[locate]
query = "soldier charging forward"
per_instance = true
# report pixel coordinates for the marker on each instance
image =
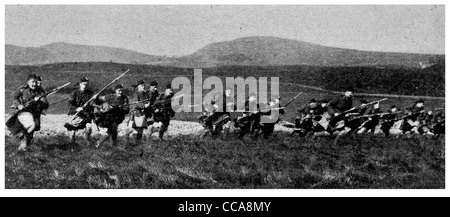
(30, 101)
(84, 119)
(163, 111)
(110, 111)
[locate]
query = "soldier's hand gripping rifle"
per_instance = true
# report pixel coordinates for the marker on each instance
(11, 120)
(293, 99)
(270, 109)
(97, 94)
(360, 106)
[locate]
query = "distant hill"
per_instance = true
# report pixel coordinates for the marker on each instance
(271, 51)
(65, 52)
(250, 51)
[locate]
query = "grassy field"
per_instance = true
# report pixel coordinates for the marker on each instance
(185, 161)
(370, 80)
(283, 162)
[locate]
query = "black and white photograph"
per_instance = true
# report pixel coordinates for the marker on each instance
(233, 96)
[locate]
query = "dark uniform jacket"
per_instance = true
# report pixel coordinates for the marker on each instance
(116, 110)
(153, 96)
(341, 104)
(77, 99)
(144, 98)
(25, 95)
(164, 105)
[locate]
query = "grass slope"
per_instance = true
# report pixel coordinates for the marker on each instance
(187, 162)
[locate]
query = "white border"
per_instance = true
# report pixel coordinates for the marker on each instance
(205, 193)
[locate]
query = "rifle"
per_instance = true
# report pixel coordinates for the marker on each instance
(11, 120)
(55, 103)
(96, 95)
(293, 99)
(357, 107)
(371, 115)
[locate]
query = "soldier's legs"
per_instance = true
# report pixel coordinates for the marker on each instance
(164, 128)
(88, 132)
(28, 122)
(139, 131)
(226, 129)
(111, 132)
(128, 133)
(114, 133)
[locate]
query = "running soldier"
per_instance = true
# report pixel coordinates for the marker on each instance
(39, 83)
(28, 119)
(85, 117)
(352, 121)
(338, 106)
(150, 111)
(389, 120)
(374, 119)
(111, 113)
(303, 122)
(140, 107)
(270, 116)
(250, 120)
(164, 111)
(414, 115)
(219, 118)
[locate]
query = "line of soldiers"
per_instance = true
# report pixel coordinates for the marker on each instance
(28, 100)
(108, 111)
(338, 117)
(323, 118)
(257, 119)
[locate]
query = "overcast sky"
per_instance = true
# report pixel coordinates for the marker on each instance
(181, 30)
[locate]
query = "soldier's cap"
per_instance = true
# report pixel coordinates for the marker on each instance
(317, 118)
(154, 84)
(273, 99)
(350, 89)
(140, 82)
(119, 86)
(84, 79)
(419, 101)
(32, 76)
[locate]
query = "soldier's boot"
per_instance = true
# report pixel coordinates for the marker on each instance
(114, 139)
(72, 137)
(128, 133)
(161, 132)
(23, 142)
(226, 131)
(88, 135)
(139, 136)
(102, 140)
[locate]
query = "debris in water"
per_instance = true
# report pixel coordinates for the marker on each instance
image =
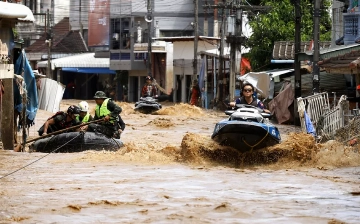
(105, 202)
(162, 122)
(300, 148)
(75, 207)
(224, 207)
(181, 109)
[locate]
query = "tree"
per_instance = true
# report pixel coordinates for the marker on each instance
(279, 24)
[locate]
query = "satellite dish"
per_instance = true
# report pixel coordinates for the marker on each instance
(148, 18)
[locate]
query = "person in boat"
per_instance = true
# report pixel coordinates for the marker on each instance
(149, 89)
(248, 98)
(105, 108)
(121, 127)
(195, 93)
(60, 120)
(84, 115)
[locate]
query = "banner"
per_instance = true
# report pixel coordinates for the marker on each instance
(99, 19)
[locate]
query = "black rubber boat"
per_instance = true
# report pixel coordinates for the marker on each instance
(81, 142)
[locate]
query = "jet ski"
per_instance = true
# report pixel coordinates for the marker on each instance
(247, 128)
(76, 142)
(147, 105)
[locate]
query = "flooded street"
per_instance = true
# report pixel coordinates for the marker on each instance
(170, 171)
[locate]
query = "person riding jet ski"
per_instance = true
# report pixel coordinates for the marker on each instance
(248, 98)
(149, 89)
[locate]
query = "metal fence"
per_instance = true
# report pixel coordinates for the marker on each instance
(325, 119)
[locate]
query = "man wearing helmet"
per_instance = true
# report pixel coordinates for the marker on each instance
(60, 120)
(84, 115)
(109, 111)
(149, 89)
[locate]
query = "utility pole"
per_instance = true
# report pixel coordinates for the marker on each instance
(196, 38)
(221, 80)
(234, 39)
(297, 49)
(148, 19)
(316, 55)
(206, 23)
(80, 23)
(49, 42)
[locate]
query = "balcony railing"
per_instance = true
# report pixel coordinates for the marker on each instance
(126, 56)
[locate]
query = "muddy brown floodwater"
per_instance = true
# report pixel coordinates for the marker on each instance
(170, 171)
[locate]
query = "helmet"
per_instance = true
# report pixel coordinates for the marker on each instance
(100, 95)
(84, 106)
(73, 109)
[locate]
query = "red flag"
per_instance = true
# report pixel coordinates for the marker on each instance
(245, 66)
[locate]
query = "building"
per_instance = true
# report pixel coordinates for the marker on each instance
(10, 14)
(30, 32)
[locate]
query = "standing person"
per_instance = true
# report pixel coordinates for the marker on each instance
(247, 98)
(195, 93)
(107, 109)
(121, 127)
(60, 120)
(71, 89)
(84, 115)
(149, 89)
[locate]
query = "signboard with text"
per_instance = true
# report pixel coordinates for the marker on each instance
(99, 19)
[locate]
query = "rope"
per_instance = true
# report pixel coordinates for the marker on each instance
(252, 146)
(81, 133)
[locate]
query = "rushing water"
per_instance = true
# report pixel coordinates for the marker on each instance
(170, 171)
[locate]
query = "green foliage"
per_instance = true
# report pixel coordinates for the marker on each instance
(279, 25)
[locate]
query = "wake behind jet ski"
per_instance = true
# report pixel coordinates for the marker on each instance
(76, 142)
(247, 128)
(147, 105)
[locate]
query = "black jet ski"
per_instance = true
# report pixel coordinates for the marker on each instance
(147, 105)
(80, 141)
(247, 128)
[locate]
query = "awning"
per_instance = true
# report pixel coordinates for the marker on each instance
(86, 60)
(275, 73)
(89, 70)
(15, 11)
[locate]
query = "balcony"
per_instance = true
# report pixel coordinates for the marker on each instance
(121, 60)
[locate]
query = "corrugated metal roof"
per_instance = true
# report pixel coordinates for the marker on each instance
(64, 40)
(285, 50)
(330, 52)
(328, 82)
(86, 60)
(185, 38)
(16, 11)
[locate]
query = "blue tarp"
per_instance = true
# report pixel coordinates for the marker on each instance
(23, 68)
(309, 126)
(90, 70)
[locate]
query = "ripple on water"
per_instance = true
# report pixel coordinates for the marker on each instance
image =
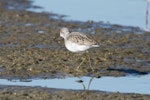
(127, 84)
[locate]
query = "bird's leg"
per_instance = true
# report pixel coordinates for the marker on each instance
(83, 59)
(90, 61)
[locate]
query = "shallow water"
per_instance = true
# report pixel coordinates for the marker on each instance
(127, 84)
(124, 12)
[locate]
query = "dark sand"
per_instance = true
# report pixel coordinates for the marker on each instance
(30, 46)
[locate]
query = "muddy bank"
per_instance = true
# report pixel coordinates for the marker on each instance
(30, 46)
(37, 93)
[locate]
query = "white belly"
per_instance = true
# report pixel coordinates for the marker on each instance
(73, 47)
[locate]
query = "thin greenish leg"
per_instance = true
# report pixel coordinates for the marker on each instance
(80, 64)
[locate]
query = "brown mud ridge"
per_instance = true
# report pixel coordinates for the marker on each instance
(30, 46)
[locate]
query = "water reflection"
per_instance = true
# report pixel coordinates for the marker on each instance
(123, 12)
(127, 84)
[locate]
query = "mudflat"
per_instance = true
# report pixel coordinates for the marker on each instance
(30, 47)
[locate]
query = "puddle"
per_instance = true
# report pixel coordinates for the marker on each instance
(127, 84)
(123, 12)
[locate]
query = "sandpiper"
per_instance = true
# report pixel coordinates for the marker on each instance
(77, 42)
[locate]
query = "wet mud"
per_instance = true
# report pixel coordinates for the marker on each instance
(30, 47)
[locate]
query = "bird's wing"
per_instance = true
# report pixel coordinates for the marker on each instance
(81, 39)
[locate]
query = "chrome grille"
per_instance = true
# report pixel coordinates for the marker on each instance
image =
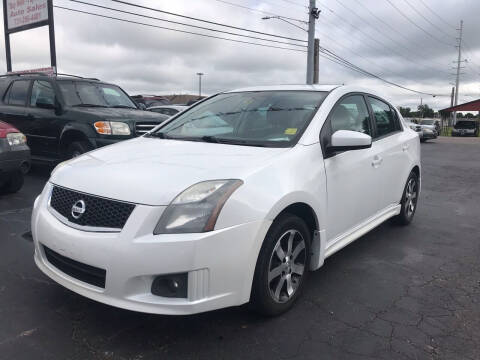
(144, 127)
(99, 213)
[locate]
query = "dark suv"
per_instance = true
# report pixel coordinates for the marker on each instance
(65, 116)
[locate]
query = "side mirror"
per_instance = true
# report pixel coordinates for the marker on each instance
(343, 140)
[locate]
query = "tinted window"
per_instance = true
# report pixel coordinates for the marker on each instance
(17, 94)
(84, 93)
(262, 118)
(351, 114)
(42, 92)
(164, 111)
(384, 117)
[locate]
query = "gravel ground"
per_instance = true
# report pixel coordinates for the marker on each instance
(397, 293)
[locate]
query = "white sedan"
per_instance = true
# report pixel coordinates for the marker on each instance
(233, 201)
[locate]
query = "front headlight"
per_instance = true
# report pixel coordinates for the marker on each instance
(197, 208)
(16, 139)
(112, 128)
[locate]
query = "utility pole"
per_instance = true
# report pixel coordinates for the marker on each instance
(316, 51)
(312, 16)
(200, 84)
(459, 61)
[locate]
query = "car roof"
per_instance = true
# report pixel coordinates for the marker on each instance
(295, 87)
(173, 106)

────────

### PROBLEM TO WORK ON
Every line in the listing that holds "white" belongs in the answer.

### PROBLEM SOLUTION
query = "black and white photograph"
query = "white border"
query = "white belly"
query = "white sedan"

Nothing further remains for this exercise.